Record list
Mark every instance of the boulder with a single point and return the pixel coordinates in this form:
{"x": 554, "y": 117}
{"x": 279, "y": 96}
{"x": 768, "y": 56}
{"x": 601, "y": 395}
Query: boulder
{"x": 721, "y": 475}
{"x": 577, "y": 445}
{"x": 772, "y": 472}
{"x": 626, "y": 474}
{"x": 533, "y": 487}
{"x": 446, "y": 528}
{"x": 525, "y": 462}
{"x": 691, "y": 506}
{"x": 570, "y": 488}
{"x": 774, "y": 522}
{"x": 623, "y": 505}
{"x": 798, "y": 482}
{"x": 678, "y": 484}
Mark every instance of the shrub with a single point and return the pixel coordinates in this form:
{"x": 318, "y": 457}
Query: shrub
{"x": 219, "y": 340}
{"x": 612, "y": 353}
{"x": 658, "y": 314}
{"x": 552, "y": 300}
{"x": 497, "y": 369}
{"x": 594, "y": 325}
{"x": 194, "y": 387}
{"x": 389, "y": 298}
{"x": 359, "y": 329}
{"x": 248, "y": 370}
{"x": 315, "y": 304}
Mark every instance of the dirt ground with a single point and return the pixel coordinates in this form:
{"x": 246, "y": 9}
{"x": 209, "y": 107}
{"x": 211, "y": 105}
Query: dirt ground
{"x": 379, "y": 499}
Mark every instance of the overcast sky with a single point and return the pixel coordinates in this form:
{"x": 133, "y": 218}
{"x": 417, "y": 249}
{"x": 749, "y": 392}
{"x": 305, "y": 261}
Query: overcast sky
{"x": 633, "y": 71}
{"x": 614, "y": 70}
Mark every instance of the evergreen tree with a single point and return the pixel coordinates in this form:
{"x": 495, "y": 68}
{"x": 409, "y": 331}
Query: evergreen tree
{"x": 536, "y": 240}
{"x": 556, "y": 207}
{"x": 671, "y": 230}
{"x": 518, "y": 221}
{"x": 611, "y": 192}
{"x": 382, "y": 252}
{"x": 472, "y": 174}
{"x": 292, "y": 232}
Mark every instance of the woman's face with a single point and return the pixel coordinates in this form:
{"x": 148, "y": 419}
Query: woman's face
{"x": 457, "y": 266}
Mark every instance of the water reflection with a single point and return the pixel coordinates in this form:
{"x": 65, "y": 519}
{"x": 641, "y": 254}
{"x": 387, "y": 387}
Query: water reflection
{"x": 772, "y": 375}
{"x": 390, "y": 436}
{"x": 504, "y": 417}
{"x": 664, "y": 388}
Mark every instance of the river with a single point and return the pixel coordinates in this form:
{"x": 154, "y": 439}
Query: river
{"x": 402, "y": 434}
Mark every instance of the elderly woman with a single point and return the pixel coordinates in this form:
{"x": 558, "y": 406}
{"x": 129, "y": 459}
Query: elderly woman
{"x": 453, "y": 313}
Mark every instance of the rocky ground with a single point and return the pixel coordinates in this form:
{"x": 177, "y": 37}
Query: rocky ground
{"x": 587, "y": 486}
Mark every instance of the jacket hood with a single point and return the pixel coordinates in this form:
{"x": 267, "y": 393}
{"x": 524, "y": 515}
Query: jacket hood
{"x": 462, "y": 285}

Aim of the exercise
Reproduce the part of the material that opens with the line containing "Mark every instance of the evergreen" and runs through the end of the material, swapping "elderly woman" for "older woman" and leaving all else unchanged.

Worked answer
Mark every instance of the evergreen tree with a single point and return the pixel coordinates in this form:
{"x": 495, "y": 68}
{"x": 409, "y": 331}
Query: evergreen tree
{"x": 536, "y": 240}
{"x": 556, "y": 207}
{"x": 671, "y": 230}
{"x": 518, "y": 221}
{"x": 611, "y": 192}
{"x": 382, "y": 252}
{"x": 472, "y": 174}
{"x": 292, "y": 232}
Mark every instance of the woman's face with a single point and return the pixel coordinates in this form:
{"x": 148, "y": 419}
Query: woman's face
{"x": 457, "y": 266}
Mark every instance of the water reflection with a single point and return the pixel coordinates in this form:
{"x": 65, "y": 519}
{"x": 641, "y": 254}
{"x": 387, "y": 387}
Query: water reflection
{"x": 772, "y": 375}
{"x": 390, "y": 436}
{"x": 504, "y": 417}
{"x": 664, "y": 388}
Mark every instance of the river with a single point and return the pixel coordinates in this form:
{"x": 154, "y": 439}
Query: river
{"x": 402, "y": 434}
Mark every instance of the older woman with a single point and return the pixel coordinates in this form:
{"x": 558, "y": 406}
{"x": 129, "y": 459}
Query: older woman
{"x": 453, "y": 313}
Mark every instance of the rocky ground with a single point and return the pixel coordinates in this form:
{"x": 177, "y": 37}
Query: rocky ground
{"x": 587, "y": 486}
Mark every instance of the jacket hood with a single point and return the pixel coordinates in this form:
{"x": 267, "y": 393}
{"x": 524, "y": 515}
Query: jacket hood
{"x": 462, "y": 285}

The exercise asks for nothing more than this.